--- START OF Data to process ---

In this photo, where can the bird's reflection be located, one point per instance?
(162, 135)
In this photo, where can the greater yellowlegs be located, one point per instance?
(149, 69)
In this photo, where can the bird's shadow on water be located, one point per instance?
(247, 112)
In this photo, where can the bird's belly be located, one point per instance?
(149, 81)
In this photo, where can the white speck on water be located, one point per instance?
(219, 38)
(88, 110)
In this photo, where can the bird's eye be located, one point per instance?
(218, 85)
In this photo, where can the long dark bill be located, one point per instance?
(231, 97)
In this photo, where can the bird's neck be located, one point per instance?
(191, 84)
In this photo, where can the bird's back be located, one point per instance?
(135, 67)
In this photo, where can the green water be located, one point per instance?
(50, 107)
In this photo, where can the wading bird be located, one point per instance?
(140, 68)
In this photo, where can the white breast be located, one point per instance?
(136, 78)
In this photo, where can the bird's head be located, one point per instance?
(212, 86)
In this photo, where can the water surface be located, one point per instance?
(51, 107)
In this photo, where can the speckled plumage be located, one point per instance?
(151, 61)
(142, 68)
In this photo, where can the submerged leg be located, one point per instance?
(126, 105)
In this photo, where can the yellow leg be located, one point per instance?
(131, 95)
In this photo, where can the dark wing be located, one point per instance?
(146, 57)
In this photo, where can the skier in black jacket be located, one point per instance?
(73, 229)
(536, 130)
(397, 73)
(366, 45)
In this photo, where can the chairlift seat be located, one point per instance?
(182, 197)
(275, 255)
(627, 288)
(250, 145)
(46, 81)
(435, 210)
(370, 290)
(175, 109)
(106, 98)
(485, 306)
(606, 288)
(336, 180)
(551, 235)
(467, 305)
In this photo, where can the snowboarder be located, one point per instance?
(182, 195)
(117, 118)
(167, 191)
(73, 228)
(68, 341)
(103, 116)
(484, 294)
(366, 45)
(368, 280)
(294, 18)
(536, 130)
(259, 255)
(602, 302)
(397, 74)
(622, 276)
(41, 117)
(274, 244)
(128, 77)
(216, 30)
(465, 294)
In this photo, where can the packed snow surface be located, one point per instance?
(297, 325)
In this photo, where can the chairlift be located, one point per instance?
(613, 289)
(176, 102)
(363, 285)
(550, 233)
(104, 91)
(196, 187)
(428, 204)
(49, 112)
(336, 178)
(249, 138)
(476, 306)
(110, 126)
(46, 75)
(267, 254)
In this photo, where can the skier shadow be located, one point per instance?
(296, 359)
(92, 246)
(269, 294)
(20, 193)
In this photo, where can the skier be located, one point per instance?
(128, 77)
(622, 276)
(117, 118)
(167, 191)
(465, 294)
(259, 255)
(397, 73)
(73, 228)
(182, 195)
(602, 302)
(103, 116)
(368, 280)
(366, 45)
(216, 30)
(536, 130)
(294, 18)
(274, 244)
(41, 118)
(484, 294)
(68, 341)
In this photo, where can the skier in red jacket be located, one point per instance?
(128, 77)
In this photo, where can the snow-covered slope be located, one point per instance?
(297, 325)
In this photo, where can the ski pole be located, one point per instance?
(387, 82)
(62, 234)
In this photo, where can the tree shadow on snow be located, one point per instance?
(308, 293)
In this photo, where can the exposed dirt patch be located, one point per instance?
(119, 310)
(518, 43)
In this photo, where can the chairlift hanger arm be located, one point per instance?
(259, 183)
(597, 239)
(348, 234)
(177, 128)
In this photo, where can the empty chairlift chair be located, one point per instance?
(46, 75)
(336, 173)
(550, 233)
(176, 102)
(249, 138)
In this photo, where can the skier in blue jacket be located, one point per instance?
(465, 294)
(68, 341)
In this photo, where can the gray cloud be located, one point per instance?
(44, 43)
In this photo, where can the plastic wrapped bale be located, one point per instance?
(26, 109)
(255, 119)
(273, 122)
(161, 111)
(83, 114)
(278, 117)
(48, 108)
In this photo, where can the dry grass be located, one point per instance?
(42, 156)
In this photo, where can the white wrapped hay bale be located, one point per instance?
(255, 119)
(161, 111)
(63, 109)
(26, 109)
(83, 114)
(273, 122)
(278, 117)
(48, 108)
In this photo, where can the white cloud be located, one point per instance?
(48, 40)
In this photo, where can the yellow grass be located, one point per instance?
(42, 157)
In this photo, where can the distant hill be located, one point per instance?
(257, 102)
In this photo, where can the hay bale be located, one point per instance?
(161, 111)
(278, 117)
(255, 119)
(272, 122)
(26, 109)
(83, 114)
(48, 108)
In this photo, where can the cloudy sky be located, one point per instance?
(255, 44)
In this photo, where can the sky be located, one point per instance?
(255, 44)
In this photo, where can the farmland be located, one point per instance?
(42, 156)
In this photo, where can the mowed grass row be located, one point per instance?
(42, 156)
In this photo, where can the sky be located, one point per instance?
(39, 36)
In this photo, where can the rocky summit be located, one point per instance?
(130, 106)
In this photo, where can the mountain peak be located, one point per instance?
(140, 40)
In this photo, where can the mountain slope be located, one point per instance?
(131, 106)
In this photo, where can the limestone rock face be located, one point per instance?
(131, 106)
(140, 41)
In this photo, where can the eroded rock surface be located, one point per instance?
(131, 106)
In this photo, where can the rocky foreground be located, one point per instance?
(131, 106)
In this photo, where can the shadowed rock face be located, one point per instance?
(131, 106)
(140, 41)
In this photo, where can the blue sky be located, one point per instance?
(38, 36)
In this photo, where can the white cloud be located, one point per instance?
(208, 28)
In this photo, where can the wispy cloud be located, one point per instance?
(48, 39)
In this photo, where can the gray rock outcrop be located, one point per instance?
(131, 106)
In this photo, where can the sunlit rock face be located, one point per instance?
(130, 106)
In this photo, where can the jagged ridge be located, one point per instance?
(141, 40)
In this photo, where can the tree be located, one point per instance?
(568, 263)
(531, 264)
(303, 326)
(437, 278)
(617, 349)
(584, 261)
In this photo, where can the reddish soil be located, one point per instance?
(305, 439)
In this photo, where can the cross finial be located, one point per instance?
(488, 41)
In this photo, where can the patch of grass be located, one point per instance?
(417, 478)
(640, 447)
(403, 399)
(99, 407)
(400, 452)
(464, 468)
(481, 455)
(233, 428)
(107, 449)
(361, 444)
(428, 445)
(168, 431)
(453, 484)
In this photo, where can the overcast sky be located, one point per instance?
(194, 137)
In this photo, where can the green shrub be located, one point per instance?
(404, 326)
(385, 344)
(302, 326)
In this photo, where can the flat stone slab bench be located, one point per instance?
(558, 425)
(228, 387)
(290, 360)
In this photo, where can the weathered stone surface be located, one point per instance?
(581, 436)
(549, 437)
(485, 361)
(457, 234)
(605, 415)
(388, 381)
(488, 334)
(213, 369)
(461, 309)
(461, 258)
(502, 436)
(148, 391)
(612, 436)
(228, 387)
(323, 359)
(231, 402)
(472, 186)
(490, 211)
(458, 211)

--- END OF Data to process ---

Write out the whole listing again, exactly as it stands.

In this photo, where can the bird's reflection be located, one point per instance?
(162, 135)
In this photo, where can the greater yellowlegs be located, one point per instance?
(149, 69)
In this photo, where can the bird's shadow on water be located, one point per instance?
(247, 112)
In this photo, where can the bird's belly be located, one point per instance?
(149, 81)
In this photo, where can the white speck on water be located, one point per instance?
(219, 38)
(88, 110)
In this photo, where can the bird's eye be located, one point per instance?
(218, 85)
In this photo, where can the long dark bill be located, one point per instance?
(231, 97)
In this photo, where can the bird's neck be located, one point per instance?
(191, 84)
In this photo, where can the bird's back be located, one point per instance?
(135, 67)
In this photo, where can the green water be located, one point per instance?
(50, 107)
In this photo, where can the wading bird be located, one point per instance?
(140, 68)
In this photo, where can the white breast be located, one point per instance?
(136, 78)
In this photo, where can the bird's head be located, one point per instance?
(212, 86)
In this photo, where can the water surface be located, one point per instance?
(51, 107)
In this photo, where can the speckled plumage be located, one point per instance?
(151, 61)
(142, 68)
In this photo, where can the submerged leg be located, one point per instance?
(126, 105)
In this photo, where can the yellow leg be located, one point per instance?
(131, 95)
In this photo, where can the dark wing be located, one point per instance?
(146, 57)
In this photo, where can the skier in black jacket be located, one point per instance?
(73, 229)
(536, 130)
(397, 73)
(366, 45)
In this photo, where can the chairlift seat be located, one point per instance?
(182, 197)
(275, 255)
(627, 288)
(250, 145)
(46, 81)
(435, 210)
(370, 290)
(175, 109)
(106, 98)
(485, 306)
(606, 288)
(336, 180)
(551, 235)
(467, 305)
In this photo, where can the snowboarder be located, one point per instance?
(182, 195)
(117, 118)
(167, 191)
(73, 228)
(68, 341)
(103, 116)
(484, 294)
(366, 45)
(368, 280)
(294, 18)
(536, 130)
(259, 255)
(602, 302)
(397, 74)
(622, 276)
(41, 117)
(274, 244)
(128, 77)
(216, 30)
(465, 294)
In this photo, where can the packed snow surface be located, one point per instance?
(297, 325)
In this photo, where can the chairlift be located, one point per instance?
(613, 289)
(176, 102)
(363, 285)
(550, 233)
(104, 91)
(196, 187)
(428, 204)
(49, 112)
(336, 178)
(249, 138)
(476, 306)
(110, 126)
(46, 75)
(267, 254)
In this photo, where can the skier shadow be located, one point per instance?
(296, 359)
(92, 246)
(269, 294)
(20, 193)
In this photo, where can the skier be located, one point per instance?
(128, 77)
(622, 276)
(117, 118)
(167, 191)
(465, 294)
(259, 255)
(397, 73)
(73, 228)
(182, 195)
(602, 302)
(103, 116)
(368, 280)
(366, 45)
(216, 30)
(536, 130)
(294, 18)
(274, 244)
(41, 118)
(484, 294)
(68, 341)
In this photo, where can the skier in red jacket be located, one point per instance?
(128, 77)
In this photo, where can the snow-covered slope be located, one point per instance?
(297, 325)
In this photo, where can the ski pole be located, one point per instance?
(387, 82)
(62, 234)
In this photo, where can the tree shadow on snow be located, one point per instance?
(308, 293)
In this photo, where can the exposed dirt patch be located, one point per instance?
(119, 310)
(518, 43)
In this photo, where can the chairlift hanger arm be located, one point per instance?
(259, 183)
(597, 239)
(348, 234)
(177, 128)
In this photo, where can the empty chairlift chair be located, one point per instance?
(46, 75)
(336, 173)
(550, 233)
(176, 102)
(249, 138)
In this photo, where can the skier in blue jacket be located, one point per instance?
(465, 294)
(68, 341)
In this photo, where can the gray cloud be located, one point per instance?
(44, 43)
In this photo, where can the plastic wrapped bale be located, one point per instance?
(26, 109)
(255, 119)
(273, 122)
(161, 111)
(83, 114)
(278, 117)
(48, 108)
In this photo, where can the dry grass be located, one point per instance?
(42, 156)
In this photo, where can the white wrapped hay bale be located, one point per instance?
(255, 119)
(161, 111)
(63, 109)
(26, 109)
(83, 114)
(273, 122)
(278, 117)
(48, 108)
In this photo, where can the white cloud be located, one point per instance?
(48, 40)
In this photo, where can the yellow grass be located, one point per instance?
(42, 157)
In this photo, where can the distant hill be located, one point per instance?
(257, 102)
In this photo, where can the hay bale be located, one point per instance?
(161, 111)
(278, 117)
(255, 119)
(272, 122)
(26, 109)
(83, 114)
(48, 108)
In this photo, where can the cloudy sky be located, one point per instance?
(255, 44)
In this photo, where can the sky be located, one point per instance?
(255, 44)
In this photo, where can the farmland be located, one point per instance?
(42, 156)
In this photo, where can the mowed grass row be located, one point per instance?
(42, 156)
In this photo, where can the sky be located, one point per instance?
(39, 36)
In this photo, where can the rocky summit be located, one point per instance?
(130, 106)
In this photo, where can the mountain peak be located, one point per instance?
(140, 40)
In this photo, where can the mountain slope be located, one point per instance?
(131, 106)
In this photo, where can the limestone rock face be located, one point per instance?
(131, 106)
(140, 41)
In this photo, where can the eroded rock surface be located, one point per instance?
(131, 106)
In this photo, where can the rocky foreground be located, one point per instance?
(131, 106)
In this photo, where can the shadowed rock face be located, one point per instance?
(131, 106)
(140, 41)
In this photo, where can the blue sky be located, one point per instance?
(38, 36)
In this photo, where can the white cloud be located, one point per instance?
(208, 28)
In this photo, where can the wispy cloud be located, one point per instance?
(48, 39)
In this photo, where can the gray rock outcrop be located, one point per instance?
(131, 106)
In this photo, where can the sunlit rock face be located, one point per instance?
(130, 106)
In this photo, where can the jagged ridge be located, one point per instance?
(141, 40)
In this photo, where can the tree be located, one point per instance?
(568, 263)
(531, 264)
(303, 326)
(437, 278)
(617, 349)
(584, 261)
In this photo, where can the reddish soil be located, one point per instance?
(305, 439)
In this photo, where can the cross finial be located, one point per instance?
(488, 41)
In this photo, where can the patch of grass be located, one point per instance?
(417, 478)
(640, 447)
(403, 399)
(99, 407)
(400, 452)
(464, 468)
(481, 455)
(233, 428)
(107, 449)
(361, 444)
(428, 445)
(168, 431)
(453, 484)
In this photo, where can the overcast sky be located, one point per instance?
(194, 137)
In this photo, where can the green shrub be located, one point per instance?
(404, 326)
(385, 344)
(302, 326)
In this photo, where can the flat stone slab bench be located, one point per instance?
(558, 425)
(228, 387)
(290, 360)
In this photo, where can the weathered stone surface be located, one point per instance?
(581, 436)
(549, 437)
(485, 361)
(457, 234)
(605, 415)
(388, 381)
(488, 334)
(213, 369)
(461, 309)
(461, 258)
(502, 436)
(148, 391)
(612, 436)
(228, 387)
(323, 359)
(231, 402)
(472, 186)
(490, 211)
(458, 211)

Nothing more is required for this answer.